The problem
Your answer must be an exact copy of the lines from the one holding "target | red patterned prayer mat" through the last line of the entries below, with nothing added.
* * * * * * * * *
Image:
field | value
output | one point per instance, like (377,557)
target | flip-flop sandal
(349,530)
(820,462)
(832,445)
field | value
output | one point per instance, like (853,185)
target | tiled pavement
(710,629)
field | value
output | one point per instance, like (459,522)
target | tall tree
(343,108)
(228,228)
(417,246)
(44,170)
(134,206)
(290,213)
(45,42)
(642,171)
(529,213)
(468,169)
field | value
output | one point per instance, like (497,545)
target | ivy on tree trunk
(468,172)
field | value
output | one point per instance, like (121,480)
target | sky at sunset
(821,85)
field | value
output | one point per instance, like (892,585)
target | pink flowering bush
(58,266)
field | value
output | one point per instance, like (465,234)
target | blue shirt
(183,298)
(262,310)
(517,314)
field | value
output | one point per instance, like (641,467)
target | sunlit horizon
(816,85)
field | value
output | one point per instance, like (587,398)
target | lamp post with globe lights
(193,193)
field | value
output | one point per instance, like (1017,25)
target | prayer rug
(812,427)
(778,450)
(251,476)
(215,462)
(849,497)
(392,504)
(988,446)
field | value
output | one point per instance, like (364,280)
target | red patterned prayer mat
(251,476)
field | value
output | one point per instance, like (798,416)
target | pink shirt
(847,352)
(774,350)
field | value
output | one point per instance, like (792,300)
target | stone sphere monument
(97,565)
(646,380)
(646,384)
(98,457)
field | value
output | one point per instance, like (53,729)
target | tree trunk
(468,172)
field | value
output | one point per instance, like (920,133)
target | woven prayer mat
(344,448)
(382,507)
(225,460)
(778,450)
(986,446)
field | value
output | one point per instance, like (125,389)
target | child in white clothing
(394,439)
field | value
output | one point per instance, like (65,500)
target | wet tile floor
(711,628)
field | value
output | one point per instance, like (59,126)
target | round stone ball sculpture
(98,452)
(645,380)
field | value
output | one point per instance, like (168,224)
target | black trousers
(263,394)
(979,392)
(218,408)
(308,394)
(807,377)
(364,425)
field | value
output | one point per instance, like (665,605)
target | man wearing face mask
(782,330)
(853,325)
* * * * * * * * *
Response
target | red patterned prayer mat
(251,476)
field | value
output | one point per instance, like (798,416)
target | pink shirt
(847,352)
(774,350)
field | value
output | one point per instance, like (792,300)
target | stone sphere monument
(97,565)
(646,380)
(646,384)
(98,457)
field | value
output | one point per instance, like (53,729)
target | tree trunk
(468,172)
field | value
output | one point per instance, like (920,133)
target | woven prayer mat
(344,448)
(382,507)
(225,460)
(778,450)
(986,446)
field | value
output | one point per instance, like (125,389)
target | child in white clothing
(394,439)
field | value
output | one point per instance, like (65,500)
target | wet tile floor
(711,628)
field | value
output | one point per instance, like (59,126)
target | round stone ball sculpture
(98,452)
(645,380)
field | value
output | one point per instance, like (168,224)
target | black trousers
(263,394)
(979,392)
(218,408)
(308,394)
(807,377)
(364,425)
field | value
output | one point per instance, like (665,605)
target | man wearing face mask
(782,330)
(853,325)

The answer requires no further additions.